(Required action): Leave every picture out. Set down all the lines below exactly.

(Data excerpts):
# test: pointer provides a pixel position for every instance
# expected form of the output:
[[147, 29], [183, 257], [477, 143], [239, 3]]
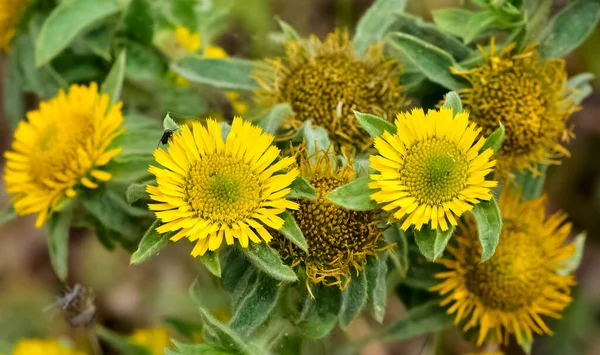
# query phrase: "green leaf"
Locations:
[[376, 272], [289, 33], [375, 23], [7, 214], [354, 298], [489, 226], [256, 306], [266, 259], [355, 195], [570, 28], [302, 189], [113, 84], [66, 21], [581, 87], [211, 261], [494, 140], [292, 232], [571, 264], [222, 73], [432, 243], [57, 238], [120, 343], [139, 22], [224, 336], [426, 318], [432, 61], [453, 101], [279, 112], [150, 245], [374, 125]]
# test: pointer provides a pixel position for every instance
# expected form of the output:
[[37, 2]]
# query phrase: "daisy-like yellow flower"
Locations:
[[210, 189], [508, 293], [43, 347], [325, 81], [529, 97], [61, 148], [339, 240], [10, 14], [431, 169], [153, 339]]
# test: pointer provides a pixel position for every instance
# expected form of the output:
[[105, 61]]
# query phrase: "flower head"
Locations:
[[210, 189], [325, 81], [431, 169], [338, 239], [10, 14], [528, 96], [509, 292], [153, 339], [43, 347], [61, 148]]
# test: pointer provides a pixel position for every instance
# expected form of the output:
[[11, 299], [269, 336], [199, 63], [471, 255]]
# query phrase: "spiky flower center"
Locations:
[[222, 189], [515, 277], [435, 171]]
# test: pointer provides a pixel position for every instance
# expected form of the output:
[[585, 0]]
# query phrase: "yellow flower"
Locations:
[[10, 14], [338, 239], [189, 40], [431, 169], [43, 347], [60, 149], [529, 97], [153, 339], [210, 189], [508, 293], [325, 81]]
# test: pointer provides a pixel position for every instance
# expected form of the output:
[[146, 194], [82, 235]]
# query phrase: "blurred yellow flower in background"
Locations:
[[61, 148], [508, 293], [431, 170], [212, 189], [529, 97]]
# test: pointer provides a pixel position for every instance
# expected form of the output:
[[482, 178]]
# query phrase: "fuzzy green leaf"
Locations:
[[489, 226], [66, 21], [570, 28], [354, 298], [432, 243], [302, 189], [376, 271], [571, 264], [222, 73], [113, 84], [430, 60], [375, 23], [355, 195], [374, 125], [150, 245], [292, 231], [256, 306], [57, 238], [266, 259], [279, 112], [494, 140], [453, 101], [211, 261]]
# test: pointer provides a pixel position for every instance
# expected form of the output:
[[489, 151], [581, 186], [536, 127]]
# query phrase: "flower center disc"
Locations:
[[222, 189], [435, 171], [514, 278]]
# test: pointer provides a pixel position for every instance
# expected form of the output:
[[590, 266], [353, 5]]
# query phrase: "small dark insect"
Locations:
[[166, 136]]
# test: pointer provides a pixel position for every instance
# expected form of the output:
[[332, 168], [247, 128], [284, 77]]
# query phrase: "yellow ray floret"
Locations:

(Answer for the task):
# test: pointer provides a pixel position for every instance
# expected form of the output:
[[147, 29], [183, 257], [477, 143], [239, 3]]
# query phrase: "green leaf"
Locations:
[[376, 272], [289, 33], [375, 23], [7, 214], [354, 298], [489, 226], [256, 306], [266, 259], [355, 195], [570, 28], [302, 189], [113, 84], [66, 21], [581, 87], [211, 261], [494, 140], [292, 232], [571, 264], [222, 73], [432, 243], [57, 238], [120, 343], [139, 22], [224, 336], [426, 318], [432, 61], [453, 101], [279, 112], [150, 245], [374, 125]]
# test: pointer provides a pixel position for every instance
# expected form of the output:
[[37, 2]]
# query phrase: "daisy-like yellow flower"
Locations:
[[210, 189], [508, 293], [43, 347], [325, 81], [529, 97], [61, 148], [339, 240], [10, 14], [431, 169], [153, 339]]
# test: pointer provides a pixel position for every instance
# expected form of the output:
[[105, 61]]
# query phrase: "flower head"
Locations:
[[210, 189], [325, 81], [431, 169], [338, 239], [10, 14], [528, 96], [509, 292], [153, 339], [43, 347], [61, 148]]
# test: pointer provides a pixel position for every instance
# expected form of the output:
[[11, 299], [269, 336], [199, 63], [471, 255]]
# query phrase: "spiky flower center"
Locations:
[[222, 189], [515, 277], [435, 171]]
# test: pointer provides a pixel position for every instance
# expected form of the output:
[[585, 0]]
# query phrase: "yellow flower"
Locations:
[[10, 14], [338, 239], [189, 40], [431, 169], [43, 347], [60, 149], [529, 97], [153, 339], [210, 189], [508, 293], [325, 81]]
# test: pointer provides a pixel position for every instance
# expected form of the output:
[[146, 194], [82, 235]]
# query phrase: "blurred yellow flower in background"
Locations:
[[61, 148], [508, 293], [431, 170], [212, 189], [529, 97]]
# test: pointer provides a pixel position for every instance
# expected form of the output:
[[482, 178]]
# query phrase: "fuzzy green leaf"
Locations:
[[489, 226], [66, 21], [570, 28], [354, 298], [432, 243], [302, 189], [376, 271], [571, 264], [222, 73], [113, 84], [430, 60], [375, 23], [355, 195], [374, 125], [150, 245], [292, 231], [256, 306], [57, 238], [266, 259], [279, 112], [494, 140], [453, 101], [211, 261]]
# test: pointer provides a pixel position for every instance
# expected form of the output:
[[489, 151], [581, 186], [536, 127]]
# query phrase: "flower center disc"
Locations:
[[222, 189], [435, 171], [514, 278]]
# test: pointer provides a pixel position for every instance
# expected form of the output:
[[590, 266], [353, 5]]
# query phrase: "small dark insect"
Locations:
[[166, 136]]
# test: pointer provides a pixel position for every instance
# expected form of the output:
[[332, 168], [247, 128], [284, 77]]
# query phrase: "yellow ray floret"
Locations:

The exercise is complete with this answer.